There’s a good reason that the Super Idol has never been used in Survivor history; the threat is more powerful than its action.
Death, taxes and twists in Survivor. Those are the three universals to Survivor fans, as Jeff Probst and the production crew have done a good job at throwing wrenches into players’ plans by creating chaos within the traditional outwit, outplay and outlast gameplay. In recent seasons, secret advantages, extra votes and outright vote steals have made post-merge gameplay exciting, varied or, sometimes, game-ending. However, none have been as powerful as the Super Idol.
The Super Idol, which allows its user to use it after the votes have been read and eliminate all votes against them (finder only in Cagayan), gives the player comfort in seeing how things play out before playing their hand. However, what owners have either learned beforehand (or have discovered in defeat) is that a Super Idol is better in theory than it is in practice.
Warning; the following will discuss end-game details about Survivor seasons in Panama, Cagayan, Cook Islands, Kaoh Rong and the first episode of Heroes vs. Healers vs. Hustlers.

◆ Given records ◆
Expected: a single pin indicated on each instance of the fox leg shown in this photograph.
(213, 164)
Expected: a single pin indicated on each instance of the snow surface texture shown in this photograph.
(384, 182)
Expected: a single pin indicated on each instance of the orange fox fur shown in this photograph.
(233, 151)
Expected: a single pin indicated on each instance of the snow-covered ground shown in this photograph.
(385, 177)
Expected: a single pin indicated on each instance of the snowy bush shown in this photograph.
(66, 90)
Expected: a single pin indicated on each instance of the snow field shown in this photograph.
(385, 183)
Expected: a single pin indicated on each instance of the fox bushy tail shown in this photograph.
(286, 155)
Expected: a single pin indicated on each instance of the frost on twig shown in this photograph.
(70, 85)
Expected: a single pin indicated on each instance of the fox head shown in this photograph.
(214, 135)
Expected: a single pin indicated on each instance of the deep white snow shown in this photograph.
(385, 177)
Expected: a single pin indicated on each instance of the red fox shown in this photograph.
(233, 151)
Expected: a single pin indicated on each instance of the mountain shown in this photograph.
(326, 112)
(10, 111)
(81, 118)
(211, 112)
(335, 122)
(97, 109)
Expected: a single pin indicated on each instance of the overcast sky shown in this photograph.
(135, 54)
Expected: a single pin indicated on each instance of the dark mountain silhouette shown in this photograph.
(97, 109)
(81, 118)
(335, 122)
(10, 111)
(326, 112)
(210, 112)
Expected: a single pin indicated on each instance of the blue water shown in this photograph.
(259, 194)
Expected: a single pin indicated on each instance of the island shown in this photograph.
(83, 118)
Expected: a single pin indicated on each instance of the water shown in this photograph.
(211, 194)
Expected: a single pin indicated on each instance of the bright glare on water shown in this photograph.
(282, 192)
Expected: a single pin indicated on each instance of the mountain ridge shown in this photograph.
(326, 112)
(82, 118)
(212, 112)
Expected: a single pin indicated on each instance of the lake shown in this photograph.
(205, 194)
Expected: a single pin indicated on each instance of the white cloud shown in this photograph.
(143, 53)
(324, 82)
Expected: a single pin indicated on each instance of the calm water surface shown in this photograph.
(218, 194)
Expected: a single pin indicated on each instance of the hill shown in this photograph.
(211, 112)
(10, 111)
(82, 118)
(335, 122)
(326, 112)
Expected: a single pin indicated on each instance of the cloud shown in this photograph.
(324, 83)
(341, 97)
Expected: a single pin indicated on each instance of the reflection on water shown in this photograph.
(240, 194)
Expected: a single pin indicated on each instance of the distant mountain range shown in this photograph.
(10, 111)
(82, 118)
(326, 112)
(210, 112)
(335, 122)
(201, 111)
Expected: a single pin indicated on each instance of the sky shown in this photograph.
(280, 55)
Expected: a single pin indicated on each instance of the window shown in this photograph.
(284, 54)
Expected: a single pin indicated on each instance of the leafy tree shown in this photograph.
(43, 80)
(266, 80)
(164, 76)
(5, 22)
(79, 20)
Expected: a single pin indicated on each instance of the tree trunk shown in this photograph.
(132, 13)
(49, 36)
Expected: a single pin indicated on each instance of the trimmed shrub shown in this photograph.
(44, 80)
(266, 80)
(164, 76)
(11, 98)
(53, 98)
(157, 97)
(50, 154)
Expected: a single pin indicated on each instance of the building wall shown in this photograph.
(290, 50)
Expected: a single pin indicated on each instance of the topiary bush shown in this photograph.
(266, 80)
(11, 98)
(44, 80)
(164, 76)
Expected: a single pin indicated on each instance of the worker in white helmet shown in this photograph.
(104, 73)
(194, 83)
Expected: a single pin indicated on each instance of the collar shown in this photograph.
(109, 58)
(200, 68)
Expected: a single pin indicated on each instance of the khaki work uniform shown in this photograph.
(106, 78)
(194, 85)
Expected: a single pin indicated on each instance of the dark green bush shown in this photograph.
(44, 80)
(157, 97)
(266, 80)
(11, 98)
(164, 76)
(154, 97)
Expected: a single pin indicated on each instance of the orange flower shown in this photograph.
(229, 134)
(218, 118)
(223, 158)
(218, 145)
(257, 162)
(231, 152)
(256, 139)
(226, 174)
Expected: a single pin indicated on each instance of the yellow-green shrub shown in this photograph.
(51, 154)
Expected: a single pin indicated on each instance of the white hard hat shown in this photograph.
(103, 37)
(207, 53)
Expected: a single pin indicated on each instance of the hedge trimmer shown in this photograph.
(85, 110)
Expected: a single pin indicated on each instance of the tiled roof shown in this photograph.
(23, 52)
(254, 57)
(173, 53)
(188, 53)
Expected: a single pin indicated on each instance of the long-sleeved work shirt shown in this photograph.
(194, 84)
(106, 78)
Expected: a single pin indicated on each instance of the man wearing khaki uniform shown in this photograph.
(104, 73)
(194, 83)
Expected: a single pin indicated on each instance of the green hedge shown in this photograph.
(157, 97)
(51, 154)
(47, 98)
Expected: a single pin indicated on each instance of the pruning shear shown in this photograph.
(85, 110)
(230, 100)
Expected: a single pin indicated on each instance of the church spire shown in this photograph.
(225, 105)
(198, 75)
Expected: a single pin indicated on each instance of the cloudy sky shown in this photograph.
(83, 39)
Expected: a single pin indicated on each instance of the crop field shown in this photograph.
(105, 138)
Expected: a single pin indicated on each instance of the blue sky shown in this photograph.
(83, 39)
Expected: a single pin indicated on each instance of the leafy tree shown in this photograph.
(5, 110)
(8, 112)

◆ Tasks to perform ◆
**A.** From the passage on the Survivor Super Idol, write out the text starting at "Death, taxes and" and ending at "is in practice.", replacing "wrenches" with "obstacles".
**B.** According to the passage on the Survivor Super Idol, what are the three universals to Survivor fans?
The lines above play no part in this work.

◆ Answers to the tasks ◆
**A.**
Death, taxes and twists in Survivor. Those are the three universals to Survivor fans, as Jeff Probst and the production crew have done a good job at throwing obstacles into players’ plans by creating chaos within the traditional outwit, outplay and outlast gameplay. In recent seasons, secret advantages, extra votes and outright vote steals have made post-merge gameplay exciting, varied or, sometimes, game-ending. However, none have been as powerful as the Super Idol.
The Super Idol, which allows its user to use it after the votes have been read and eliminate all votes against them (finder only in Cagayan), gives the player comfort in seeing how things play out before playing their hand. However, what owners have either learned beforehand (or have discovered in defeat) is that a Super Idol is better in theory than it is in practice.

**B.** Death, taxes and twists in Survivor.